* THE PROBLEM *
In your copy, leave out the pictures and repeat the entries below exactly.

————————

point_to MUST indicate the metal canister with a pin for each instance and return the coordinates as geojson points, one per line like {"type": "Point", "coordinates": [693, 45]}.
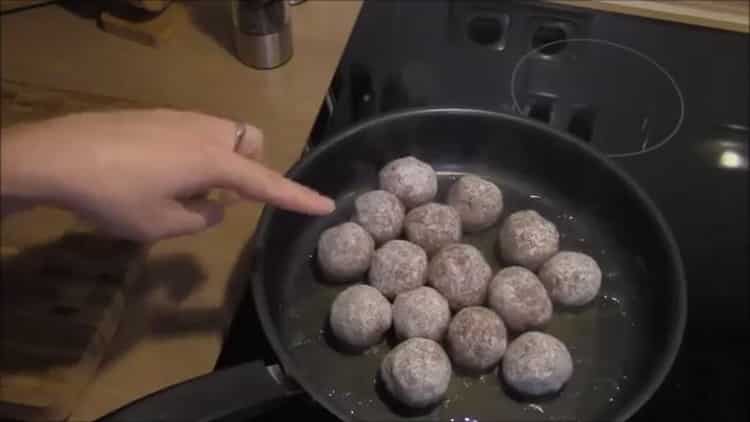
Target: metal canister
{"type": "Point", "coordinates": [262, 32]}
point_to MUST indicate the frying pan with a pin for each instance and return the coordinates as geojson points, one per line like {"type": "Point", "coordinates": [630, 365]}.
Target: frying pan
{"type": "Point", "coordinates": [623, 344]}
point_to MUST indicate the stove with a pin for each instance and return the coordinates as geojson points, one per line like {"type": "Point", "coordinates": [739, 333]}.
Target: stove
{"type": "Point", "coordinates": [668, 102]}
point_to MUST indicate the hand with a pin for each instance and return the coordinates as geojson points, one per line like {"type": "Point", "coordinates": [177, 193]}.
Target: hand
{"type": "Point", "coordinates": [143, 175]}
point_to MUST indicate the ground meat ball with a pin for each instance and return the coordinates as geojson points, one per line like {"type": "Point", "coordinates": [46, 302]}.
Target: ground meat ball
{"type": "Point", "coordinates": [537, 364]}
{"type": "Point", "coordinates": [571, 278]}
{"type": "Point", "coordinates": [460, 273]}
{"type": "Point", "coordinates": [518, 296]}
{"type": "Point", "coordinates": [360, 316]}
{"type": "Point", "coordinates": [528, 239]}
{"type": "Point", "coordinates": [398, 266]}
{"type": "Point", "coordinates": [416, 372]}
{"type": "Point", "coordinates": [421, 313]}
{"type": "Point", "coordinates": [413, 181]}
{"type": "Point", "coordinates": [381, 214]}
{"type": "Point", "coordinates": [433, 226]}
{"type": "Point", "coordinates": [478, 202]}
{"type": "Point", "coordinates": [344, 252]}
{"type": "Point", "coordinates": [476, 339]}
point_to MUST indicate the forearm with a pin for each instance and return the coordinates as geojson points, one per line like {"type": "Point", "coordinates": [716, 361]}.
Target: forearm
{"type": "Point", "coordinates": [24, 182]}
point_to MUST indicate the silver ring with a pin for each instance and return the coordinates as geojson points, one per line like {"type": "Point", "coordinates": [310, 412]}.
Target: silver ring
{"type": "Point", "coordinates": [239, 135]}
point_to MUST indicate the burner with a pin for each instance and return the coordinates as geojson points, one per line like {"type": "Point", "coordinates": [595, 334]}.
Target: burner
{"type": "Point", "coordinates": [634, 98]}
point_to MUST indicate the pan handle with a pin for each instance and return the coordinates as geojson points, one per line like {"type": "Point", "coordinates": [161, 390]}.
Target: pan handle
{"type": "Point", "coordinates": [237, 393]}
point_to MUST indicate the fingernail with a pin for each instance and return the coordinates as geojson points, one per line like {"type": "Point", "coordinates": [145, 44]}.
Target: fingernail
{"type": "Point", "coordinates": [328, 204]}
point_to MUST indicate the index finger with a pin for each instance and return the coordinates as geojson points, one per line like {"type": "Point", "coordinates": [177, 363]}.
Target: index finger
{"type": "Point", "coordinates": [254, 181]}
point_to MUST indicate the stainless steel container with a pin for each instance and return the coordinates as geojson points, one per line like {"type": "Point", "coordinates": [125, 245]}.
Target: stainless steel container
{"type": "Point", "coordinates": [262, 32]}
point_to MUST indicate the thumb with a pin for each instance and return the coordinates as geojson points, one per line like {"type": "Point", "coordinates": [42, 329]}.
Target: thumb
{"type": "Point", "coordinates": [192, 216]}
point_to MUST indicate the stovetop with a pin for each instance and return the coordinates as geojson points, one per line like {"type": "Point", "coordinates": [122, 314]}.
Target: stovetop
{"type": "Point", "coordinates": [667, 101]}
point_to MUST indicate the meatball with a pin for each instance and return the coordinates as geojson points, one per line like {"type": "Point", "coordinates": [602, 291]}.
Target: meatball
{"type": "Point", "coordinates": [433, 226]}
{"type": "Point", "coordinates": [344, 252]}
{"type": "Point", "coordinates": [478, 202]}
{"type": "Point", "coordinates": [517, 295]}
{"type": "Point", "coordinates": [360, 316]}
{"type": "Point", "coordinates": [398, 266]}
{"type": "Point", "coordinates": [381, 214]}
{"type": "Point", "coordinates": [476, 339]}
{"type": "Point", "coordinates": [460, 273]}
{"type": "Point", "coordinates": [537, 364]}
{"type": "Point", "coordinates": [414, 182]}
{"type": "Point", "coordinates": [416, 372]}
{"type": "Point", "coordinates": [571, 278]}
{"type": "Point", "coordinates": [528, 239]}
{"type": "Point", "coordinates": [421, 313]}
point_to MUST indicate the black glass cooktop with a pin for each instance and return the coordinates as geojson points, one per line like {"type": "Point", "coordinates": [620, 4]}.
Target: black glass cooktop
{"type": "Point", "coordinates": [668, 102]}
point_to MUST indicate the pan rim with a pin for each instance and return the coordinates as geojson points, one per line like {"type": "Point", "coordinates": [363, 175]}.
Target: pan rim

————————

* SOLUTION BELOW *
point_to MUST indicate the metal canister with a pin for each instance and return the coordinates as geojson points, one per line like {"type": "Point", "coordinates": [693, 45]}.
Target: metal canister
{"type": "Point", "coordinates": [262, 32]}
point_to MUST indicate the frying pan with a pin for each instance and return the coordinates as geojson points, one per line like {"type": "Point", "coordinates": [630, 365]}.
Target: frying pan
{"type": "Point", "coordinates": [623, 344]}
point_to MUST indicate the stove with a pin for each instance and return the coordinates as geojson points, one per line like {"type": "Point", "coordinates": [739, 333]}.
Target: stove
{"type": "Point", "coordinates": [668, 102]}
point_to MUST indicate the hand with a pin for each instance and return the coordinates as geojson points, one per line like {"type": "Point", "coordinates": [177, 193]}.
Target: hand
{"type": "Point", "coordinates": [143, 175]}
point_to MUST indicate the ground meat ball with a pin for each instance and return the coordinates as geojson points, one per line like {"type": "Point", "coordinates": [46, 302]}.
Target: ground meat ball
{"type": "Point", "coordinates": [537, 364]}
{"type": "Point", "coordinates": [571, 278]}
{"type": "Point", "coordinates": [460, 273]}
{"type": "Point", "coordinates": [518, 296]}
{"type": "Point", "coordinates": [360, 316]}
{"type": "Point", "coordinates": [528, 239]}
{"type": "Point", "coordinates": [398, 266]}
{"type": "Point", "coordinates": [416, 372]}
{"type": "Point", "coordinates": [421, 313]}
{"type": "Point", "coordinates": [413, 181]}
{"type": "Point", "coordinates": [381, 214]}
{"type": "Point", "coordinates": [433, 226]}
{"type": "Point", "coordinates": [478, 202]}
{"type": "Point", "coordinates": [344, 252]}
{"type": "Point", "coordinates": [476, 339]}
point_to MUST indicate the forearm with a pin for each instance and return the coordinates as geojson points, one per line like {"type": "Point", "coordinates": [716, 361]}.
Target: forearm
{"type": "Point", "coordinates": [24, 182]}
point_to MUST indicate the silver ring with a pin for each instance and return the coordinates as geojson points, one per line like {"type": "Point", "coordinates": [310, 412]}.
Target: silver ring
{"type": "Point", "coordinates": [239, 135]}
point_to MUST indicate the burner with a pin for each instance and return the coordinates as geojson points, one per line like {"type": "Point", "coordinates": [595, 334]}.
Target: burner
{"type": "Point", "coordinates": [634, 98]}
point_to MUST indicate the pan handle with a pin for each instance and return the coordinates as geojson points, one per line like {"type": "Point", "coordinates": [161, 390]}.
Target: pan handle
{"type": "Point", "coordinates": [237, 393]}
point_to MUST indicate the fingernail with a pin for each instance and return the coordinates as geojson points, one per line like {"type": "Point", "coordinates": [145, 44]}.
Target: fingernail
{"type": "Point", "coordinates": [328, 204]}
point_to MUST indicate the index finger with a pin for each instance and return the coordinates as geojson points, one per line like {"type": "Point", "coordinates": [177, 363]}.
Target: index finger
{"type": "Point", "coordinates": [254, 181]}
point_to MUST indicate the stainless steel container with a pin for each instance and return the coordinates as geojson points, one per line like {"type": "Point", "coordinates": [125, 245]}.
Target: stainless steel container
{"type": "Point", "coordinates": [262, 32]}
point_to MUST indicate the thumb with a pin for each instance and return the coordinates as geojson points, one per line like {"type": "Point", "coordinates": [42, 329]}.
Target: thumb
{"type": "Point", "coordinates": [192, 216]}
point_to MUST indicate the stovetop with a pin for each instance and return the coordinates as geojson points, one per line like {"type": "Point", "coordinates": [122, 314]}.
Target: stovetop
{"type": "Point", "coordinates": [667, 101]}
point_to MUST indicate the meatball with a pin for each instance and return the coordinates as geojson points, one per line like {"type": "Point", "coordinates": [602, 291]}.
Target: meatball
{"type": "Point", "coordinates": [433, 226]}
{"type": "Point", "coordinates": [344, 252]}
{"type": "Point", "coordinates": [478, 202]}
{"type": "Point", "coordinates": [517, 295]}
{"type": "Point", "coordinates": [360, 316]}
{"type": "Point", "coordinates": [398, 266]}
{"type": "Point", "coordinates": [381, 214]}
{"type": "Point", "coordinates": [476, 339]}
{"type": "Point", "coordinates": [460, 273]}
{"type": "Point", "coordinates": [537, 364]}
{"type": "Point", "coordinates": [414, 182]}
{"type": "Point", "coordinates": [416, 372]}
{"type": "Point", "coordinates": [571, 278]}
{"type": "Point", "coordinates": [528, 239]}
{"type": "Point", "coordinates": [421, 313]}
point_to MUST indicate the black glass cooktop with a pin for each instance and return the coordinates as geojson points, one per line like {"type": "Point", "coordinates": [620, 4]}.
Target: black glass cooktop
{"type": "Point", "coordinates": [668, 102]}
point_to MUST indicate the pan rim with a pin for each instance and return the coordinates as geojson points, one per line like {"type": "Point", "coordinates": [363, 175]}.
Target: pan rim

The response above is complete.